→ **TUGAS WAJIB A**
Perbarui bagian ulasan buku di bawah dari "Setelah ditunggu-tunggu kehadirannya" sampai "dan penuh drama.", lalu ganti "Perahu Kertas" dengan "Kapal Kertas".
→ **TUGAS WAJIB B**
Susun semua baris di bawah sebagai CSV dua kolom bernama "permintaan" dan "tanggapan", dengan satu entri untuk setiap baris. Teks dan jawabannya masing-masing berada dalam satu kolom berkutip, pemisah barisnya diganti spasi, dan gambarnya tidak disertakan.

→ **KUTIPAN TERPILIH**
- - - - -
Setelah ditunggu-tunggu kehadirannya dalam versi cetak, buku ke-6 Dewi 'Dee' Lestari yang diberi tajuk Perahu Kertas akhirnya menyapa pembacanya di toko-toko buku. Buku yang sebelumnya pernah diedarkan dalam format WAP oleh sebuah perusahaan content provider tersebut menjelma menjadi sebuah wujud yang nyata dalam bentuk print out atas kolaborasi dari penerbit Bentang Pustaka dan Truedee.
Bila selama ini Dee hadir dan dikenal karena kepiawaiannya merangkai kata dan mengkombinasikannya dengan sains, memfilosofikan suatu kesederhanaan menjadi sesuatu yang menggugah kesadaran, kali ini ia hadir dengan sesuatu yang sedikit berbeda. Dalam Perahu Kertas, Dee tampil dengan bahasa yang ringan, cenderung nge-pop, dengan cerita yang sangat filmis dan penuh drama.
- - - - -
→ **ENTRI HASIL EKSTRAKSI**
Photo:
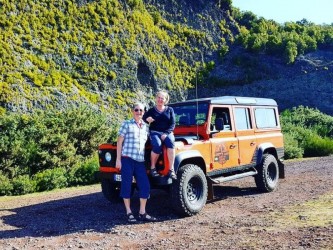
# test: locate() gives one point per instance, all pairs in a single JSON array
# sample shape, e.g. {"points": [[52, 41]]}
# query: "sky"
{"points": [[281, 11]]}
- - - - -
→ **JAWABAN TERTULIS A**
Setelah ditunggu-tunggu kehadirannya dalam versi cetak, buku ke-6 Dewi 'Dee' Lestari yang diberi tajuk Kapal Kertas akhirnya menyapa pembacanya di toko-toko buku. Buku yang sebelumnya pernah diedarkan dalam format WAP oleh sebuah perusahaan content provider tersebut menjelma menjadi sebuah wujud yang nyata dalam bentuk print out atas kolaborasi dari penerbit Bentang Pustaka dan Truedee.
Bila selama ini Dee hadir dan dikenal karena kepiawaiannya merangkai kata dan mengkombinasikannya dengan sains, memfilosofikan suatu kesederhanaan menjadi sesuatu yang menggugah kesadaran, kali ini ia hadir dengan sesuatu yang sedikit berbeda. Dalam Kapal Kertas, Dee tampil dengan bahasa yang ringan, cenderung nge-pop, dengan cerita yang sangat filmis dan penuh drama.

→ **JAWABAN TERTULIS B**
permintaan,tanggapan
"Photo: # test: locate() gives one point per instance, all pairs in a single JSON array # sample shape, e.g. {""points"": [[52, 41]]} # query: ""sky""","{""points"": [[281, 11]]}"